=== Task goal ===
Reproduce every one of the rows below word for word, changing nothing.

=== Records ===
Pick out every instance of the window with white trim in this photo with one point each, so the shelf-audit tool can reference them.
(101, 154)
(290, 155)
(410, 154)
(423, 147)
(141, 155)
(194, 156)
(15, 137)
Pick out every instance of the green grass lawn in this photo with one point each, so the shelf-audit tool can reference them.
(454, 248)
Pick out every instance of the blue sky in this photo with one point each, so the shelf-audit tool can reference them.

=== Response to this exercise ===
Pick out every instance of the window with white trim in this photo with one point each, so the shelf-audit tool can reference them.
(101, 154)
(290, 155)
(410, 154)
(423, 147)
(141, 155)
(194, 156)
(15, 137)
Pick out every instance of the green grass lawn in this photo with one point each, so the shelf-audit tool can reference them.
(454, 248)
Pick out every instance of the blue sky in this photo with one point each, so the shelf-audit tool can reference them.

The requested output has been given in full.